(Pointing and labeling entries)
*-*-*

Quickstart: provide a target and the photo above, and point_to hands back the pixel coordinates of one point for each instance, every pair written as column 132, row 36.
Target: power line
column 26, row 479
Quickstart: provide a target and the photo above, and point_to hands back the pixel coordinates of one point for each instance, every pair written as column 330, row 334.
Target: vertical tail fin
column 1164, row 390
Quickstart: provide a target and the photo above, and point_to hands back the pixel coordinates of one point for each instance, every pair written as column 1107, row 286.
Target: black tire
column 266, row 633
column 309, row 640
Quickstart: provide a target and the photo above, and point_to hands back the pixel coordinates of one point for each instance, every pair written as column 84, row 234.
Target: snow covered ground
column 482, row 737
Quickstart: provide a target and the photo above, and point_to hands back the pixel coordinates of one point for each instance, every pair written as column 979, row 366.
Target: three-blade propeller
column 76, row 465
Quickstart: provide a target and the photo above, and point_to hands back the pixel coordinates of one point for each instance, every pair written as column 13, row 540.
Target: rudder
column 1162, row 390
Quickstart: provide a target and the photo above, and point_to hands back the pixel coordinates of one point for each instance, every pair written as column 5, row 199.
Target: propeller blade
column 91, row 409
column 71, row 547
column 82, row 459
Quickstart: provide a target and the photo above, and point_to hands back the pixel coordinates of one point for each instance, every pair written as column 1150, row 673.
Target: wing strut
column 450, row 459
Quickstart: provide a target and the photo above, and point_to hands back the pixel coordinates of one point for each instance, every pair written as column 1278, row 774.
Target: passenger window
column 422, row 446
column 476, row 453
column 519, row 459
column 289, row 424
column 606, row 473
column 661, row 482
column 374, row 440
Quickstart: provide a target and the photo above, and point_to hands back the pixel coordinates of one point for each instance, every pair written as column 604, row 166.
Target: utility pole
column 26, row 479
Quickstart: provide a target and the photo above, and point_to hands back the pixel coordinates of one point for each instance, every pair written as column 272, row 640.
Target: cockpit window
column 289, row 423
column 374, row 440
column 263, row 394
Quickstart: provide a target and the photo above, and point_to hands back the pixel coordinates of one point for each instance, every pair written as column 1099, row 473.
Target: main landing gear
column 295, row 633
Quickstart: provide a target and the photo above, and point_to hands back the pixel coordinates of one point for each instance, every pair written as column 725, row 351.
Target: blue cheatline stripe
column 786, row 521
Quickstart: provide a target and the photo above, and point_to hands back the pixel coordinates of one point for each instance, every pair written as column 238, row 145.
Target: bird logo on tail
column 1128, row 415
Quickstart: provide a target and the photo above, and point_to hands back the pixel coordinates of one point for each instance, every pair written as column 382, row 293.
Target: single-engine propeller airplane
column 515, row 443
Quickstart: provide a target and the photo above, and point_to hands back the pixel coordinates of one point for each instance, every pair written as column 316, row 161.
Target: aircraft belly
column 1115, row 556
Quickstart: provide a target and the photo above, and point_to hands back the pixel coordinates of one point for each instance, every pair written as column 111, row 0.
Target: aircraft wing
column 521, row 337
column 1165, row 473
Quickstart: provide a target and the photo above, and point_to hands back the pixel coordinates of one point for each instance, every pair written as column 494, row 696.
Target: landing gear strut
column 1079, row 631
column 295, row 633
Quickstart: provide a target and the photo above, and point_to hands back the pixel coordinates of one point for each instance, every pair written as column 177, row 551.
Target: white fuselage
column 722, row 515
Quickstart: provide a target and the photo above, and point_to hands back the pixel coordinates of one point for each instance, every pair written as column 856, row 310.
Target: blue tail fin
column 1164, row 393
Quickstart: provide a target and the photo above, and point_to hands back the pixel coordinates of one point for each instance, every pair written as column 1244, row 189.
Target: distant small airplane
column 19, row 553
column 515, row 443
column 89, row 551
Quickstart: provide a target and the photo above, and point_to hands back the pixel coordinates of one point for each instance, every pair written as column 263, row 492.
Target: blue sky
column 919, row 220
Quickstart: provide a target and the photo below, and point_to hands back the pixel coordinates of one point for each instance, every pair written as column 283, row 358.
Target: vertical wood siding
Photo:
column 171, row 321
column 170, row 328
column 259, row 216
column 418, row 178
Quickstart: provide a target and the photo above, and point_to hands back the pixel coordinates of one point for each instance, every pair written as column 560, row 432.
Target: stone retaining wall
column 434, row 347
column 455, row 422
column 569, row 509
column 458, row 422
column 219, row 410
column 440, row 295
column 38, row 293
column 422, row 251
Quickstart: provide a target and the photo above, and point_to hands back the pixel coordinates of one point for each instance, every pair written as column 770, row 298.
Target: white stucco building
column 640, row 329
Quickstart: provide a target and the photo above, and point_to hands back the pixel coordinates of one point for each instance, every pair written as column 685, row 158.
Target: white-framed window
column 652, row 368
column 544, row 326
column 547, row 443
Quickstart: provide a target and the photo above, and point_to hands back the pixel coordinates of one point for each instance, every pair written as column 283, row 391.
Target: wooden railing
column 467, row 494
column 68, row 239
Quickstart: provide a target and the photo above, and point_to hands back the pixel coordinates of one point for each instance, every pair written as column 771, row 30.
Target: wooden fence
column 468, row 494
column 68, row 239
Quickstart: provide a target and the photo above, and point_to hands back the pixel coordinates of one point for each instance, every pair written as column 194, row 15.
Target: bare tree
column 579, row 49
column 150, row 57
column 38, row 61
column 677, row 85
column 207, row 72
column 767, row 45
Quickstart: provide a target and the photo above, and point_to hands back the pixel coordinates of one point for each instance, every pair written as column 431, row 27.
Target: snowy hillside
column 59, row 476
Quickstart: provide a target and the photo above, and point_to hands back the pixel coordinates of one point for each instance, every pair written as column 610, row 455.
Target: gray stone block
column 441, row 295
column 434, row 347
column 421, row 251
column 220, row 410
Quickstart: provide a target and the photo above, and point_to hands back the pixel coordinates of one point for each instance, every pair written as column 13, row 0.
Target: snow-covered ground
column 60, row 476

*-*-*

*The problem:* Turn the entries above into a JSON list of strings, one string per line and no blank lines.

*Written answer:*
[
  "Quickstart: provide a target and the photo above, and point_to hands back the pixel coordinates of one point for each instance, every pair written as column 132, row 36.",
  "Target: power line",
  "column 26, row 479",
  "Quickstart: provide a target and the photo above, and point_to hands back the pixel coordinates of one point for each instance, every pair written as column 330, row 334.",
  "Target: vertical tail fin",
  "column 1164, row 390",
  "Quickstart: provide a target and the photo above, and point_to hands back the pixel coordinates of one point for each instance, every pair written as column 1107, row 286.",
  "Target: black tire",
  "column 266, row 633",
  "column 309, row 640",
  "Quickstart: provide a target and the photo above, and point_to hands back the pixel coordinates of one point for each instance, every pair written as column 84, row 234.",
  "Target: snow covered ground",
  "column 482, row 737",
  "Quickstart: provide a target and the photo above, and point_to hands back the pixel coordinates of one point for each instance, every pair written as column 979, row 366.",
  "Target: three-blade propeller",
  "column 76, row 465",
  "Quickstart: provide a target and the photo above, and point_to hands back the pixel coordinates of one point for each instance, every pair written as column 13, row 540.",
  "Target: rudder",
  "column 1162, row 390",
  "Quickstart: provide a target and the photo above, and point_to hands back the pixel coordinates of one point for each instance, every pair written as column 5, row 199.",
  "Target: propeller blade",
  "column 91, row 409",
  "column 71, row 547",
  "column 82, row 459",
  "Quickstart: provide a target and the photo above, and point_to hands back the pixel coordinates of one point for each instance, every pair written as column 1150, row 673.",
  "Target: wing strut",
  "column 450, row 459",
  "Quickstart: provide a target and the photo above, and point_to hands back the pixel coordinates of one point for each instance, every pair written as column 1278, row 774.",
  "Target: passenger window",
  "column 422, row 446",
  "column 476, row 453",
  "column 519, row 459",
  "column 289, row 424",
  "column 606, row 473",
  "column 661, row 482",
  "column 374, row 440",
  "Quickstart: provide a target and the photo above, and point_to hands back the pixel coordinates of one point for each instance, every pair written as column 604, row 166.",
  "Target: utility pole",
  "column 26, row 479",
  "Quickstart: provide a target and the photo above, and point_to hands back the pixel coordinates of one point for each instance, every pair written as column 272, row 640.",
  "Target: cockpit window",
  "column 289, row 423",
  "column 374, row 440",
  "column 263, row 394",
  "Quickstart: provide a target and the photo above, and point_to hands back the pixel coordinates of one point for each instance, every pair written as column 1099, row 473.",
  "Target: main landing gear",
  "column 295, row 633",
  "Quickstart: provide a target and the photo above, and point_to hands back the pixel coordinates of one point for each instance, every pair written as column 725, row 351.",
  "Target: blue cheatline stripe",
  "column 786, row 521",
  "Quickstart: provide a target and the photo above, and point_to hands back the pixel coordinates of one point for each instance, every pair written as column 238, row 145.",
  "Target: bird logo on tail",
  "column 1128, row 415",
  "Quickstart: provide a target and the photo above, and point_to hands back the pixel coordinates of one point for each instance, every pair written as column 382, row 293.",
  "Target: single-engine propeller airplane",
  "column 515, row 443",
  "Quickstart: provide a target and the photo above, and point_to hands back the pixel coordinates of one point for each instance, every pair written as column 316, row 161.",
  "Target: aircraft belly",
  "column 1115, row 556",
  "Quickstart: provide a target and the photo above, and point_to hands back the pixel coordinates of one point for each instance, every pair written as column 111, row 0.",
  "Target: aircraft wing",
  "column 521, row 337",
  "column 1165, row 473",
  "Quickstart: provide a target and the photo above, and point_to hands back the pixel coordinates of one point for each instance, every pair written as column 494, row 696.",
  "Target: landing gear strut",
  "column 1079, row 631",
  "column 295, row 633",
  "Quickstart: provide a target and the photo above, and point_to hands back the pixel coordinates of one point for each instance, every pair written as column 177, row 551.",
  "Target: white fuselage",
  "column 722, row 515",
  "Quickstart: provide a target and the photo above, and point_to hands back the pixel coordinates of one point for each instance, every pair written as column 856, row 310.",
  "Target: blue tail fin",
  "column 1164, row 393",
  "Quickstart: provide a target and the photo above, and point_to hands back the pixel coordinates of one point for each instance, every pair written as column 1244, row 189.",
  "Target: distant small airplane",
  "column 19, row 553",
  "column 515, row 443",
  "column 89, row 551",
  "Quickstart: provide a target and the photo above, and point_to hands back the pixel coordinates of one point for each instance, every pair written as column 263, row 492.",
  "Target: blue sky",
  "column 919, row 220",
  "Quickstart: provide a target and the photo below, and point_to hands back the pixel coordinates of one point for each instance, every pair written as column 283, row 358.",
  "Target: vertical wood siding",
  "Photo:",
  "column 171, row 321",
  "column 170, row 328",
  "column 259, row 216",
  "column 418, row 178",
  "Quickstart: provide a target and the photo above, and point_to hands back the pixel coordinates of one point for each instance, every pair written as column 560, row 432.",
  "Target: stone retaining wall",
  "column 434, row 347",
  "column 455, row 422",
  "column 569, row 509",
  "column 458, row 422",
  "column 219, row 410",
  "column 440, row 295",
  "column 38, row 293",
  "column 422, row 251",
  "Quickstart: provide a target and the photo above, and point_to hands back the pixel coordinates of one point for each instance, every pair written as column 770, row 298.",
  "Target: white stucco building",
  "column 640, row 329",
  "Quickstart: provide a target and the photo above, and point_to hands back the pixel coordinates of one point for each instance, every pair written as column 685, row 158.",
  "Target: white-framed window",
  "column 652, row 368",
  "column 544, row 326",
  "column 547, row 443",
  "Quickstart: provide a target and the photo above, and point_to hands back the pixel coordinates of one point for each instance, every pair written as column 283, row 391.",
  "Target: wooden railing",
  "column 467, row 494",
  "column 68, row 239",
  "Quickstart: provide a target and the photo above, and point_to hands back the pixel coordinates of one point for each instance, every pair written as column 771, row 30.",
  "Target: wooden fence",
  "column 468, row 494",
  "column 68, row 239",
  "Quickstart: provide a target and the photo above, and point_to hands back the pixel coordinates of one point for each instance, every pair written as column 194, row 15.",
  "Target: bare tree",
  "column 579, row 49",
  "column 150, row 57",
  "column 38, row 61",
  "column 677, row 85",
  "column 207, row 72",
  "column 767, row 45",
  "Quickstart: provide a target and the photo above, and point_to hands back the pixel coordinates of one point for each instance, every pair written as column 431, row 27.",
  "Target: snowy hillside",
  "column 59, row 476",
  "Quickstart: provide a target and the photo above, and point_to hands back the pixel coordinates of one point for each instance, every pair written as column 610, row 455.",
  "Target: gray stone block",
  "column 441, row 295",
  "column 434, row 347",
  "column 421, row 251",
  "column 220, row 410",
  "Quickstart: provide a target and the photo above, and point_to hands back the pixel coordinates of one point for each instance, every pair written as column 13, row 0.",
  "Target: snow-covered ground",
  "column 60, row 476"
]